** start Record set **
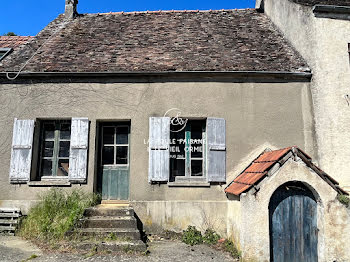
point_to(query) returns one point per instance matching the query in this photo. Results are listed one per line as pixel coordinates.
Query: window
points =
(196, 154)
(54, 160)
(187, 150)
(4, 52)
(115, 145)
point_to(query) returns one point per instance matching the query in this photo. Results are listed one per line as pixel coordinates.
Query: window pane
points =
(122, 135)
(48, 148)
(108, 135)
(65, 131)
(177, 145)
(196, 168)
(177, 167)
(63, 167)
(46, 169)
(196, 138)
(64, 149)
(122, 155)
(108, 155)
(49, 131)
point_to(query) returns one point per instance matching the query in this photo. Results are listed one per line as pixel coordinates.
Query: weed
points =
** end Record set **
** start Record set **
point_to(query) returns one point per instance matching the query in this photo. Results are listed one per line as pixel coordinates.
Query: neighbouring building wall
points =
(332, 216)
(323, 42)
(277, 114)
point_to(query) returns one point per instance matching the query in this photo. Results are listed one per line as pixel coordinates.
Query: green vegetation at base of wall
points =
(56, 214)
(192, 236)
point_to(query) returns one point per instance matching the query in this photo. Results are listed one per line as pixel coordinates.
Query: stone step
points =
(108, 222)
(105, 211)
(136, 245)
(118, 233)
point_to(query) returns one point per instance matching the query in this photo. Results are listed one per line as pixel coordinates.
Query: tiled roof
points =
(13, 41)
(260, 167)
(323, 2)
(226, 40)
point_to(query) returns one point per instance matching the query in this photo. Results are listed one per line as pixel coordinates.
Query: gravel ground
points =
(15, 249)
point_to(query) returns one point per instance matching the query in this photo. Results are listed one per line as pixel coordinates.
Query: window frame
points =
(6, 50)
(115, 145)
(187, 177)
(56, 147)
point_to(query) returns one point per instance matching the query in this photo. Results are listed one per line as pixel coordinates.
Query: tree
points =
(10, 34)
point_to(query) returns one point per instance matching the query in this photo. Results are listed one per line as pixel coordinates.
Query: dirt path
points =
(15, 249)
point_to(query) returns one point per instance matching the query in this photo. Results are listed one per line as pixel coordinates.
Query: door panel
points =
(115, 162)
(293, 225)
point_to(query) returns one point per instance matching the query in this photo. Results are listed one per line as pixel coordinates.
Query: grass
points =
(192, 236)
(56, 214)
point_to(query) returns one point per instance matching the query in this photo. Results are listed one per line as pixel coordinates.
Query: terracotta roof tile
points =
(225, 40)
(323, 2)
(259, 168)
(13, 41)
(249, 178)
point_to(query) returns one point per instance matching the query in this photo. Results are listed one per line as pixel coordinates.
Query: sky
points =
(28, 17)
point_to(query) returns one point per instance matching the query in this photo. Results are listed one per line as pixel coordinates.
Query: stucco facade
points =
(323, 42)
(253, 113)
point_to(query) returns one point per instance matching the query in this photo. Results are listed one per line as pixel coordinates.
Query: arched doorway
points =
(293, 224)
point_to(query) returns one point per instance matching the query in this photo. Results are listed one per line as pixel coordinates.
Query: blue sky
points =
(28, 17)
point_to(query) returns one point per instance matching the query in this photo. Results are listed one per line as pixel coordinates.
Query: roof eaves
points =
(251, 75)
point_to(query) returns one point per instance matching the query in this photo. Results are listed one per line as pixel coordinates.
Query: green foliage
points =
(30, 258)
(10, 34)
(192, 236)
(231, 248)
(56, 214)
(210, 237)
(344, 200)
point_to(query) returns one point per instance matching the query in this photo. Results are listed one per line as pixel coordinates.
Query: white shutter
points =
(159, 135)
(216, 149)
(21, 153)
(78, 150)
** end Record set **
[Task to carry out]
Collect every line of the records that contains the word "green", and copy each such line in full.

[Exercise output]
Query: green vegetation at base of wall
Query: green foliage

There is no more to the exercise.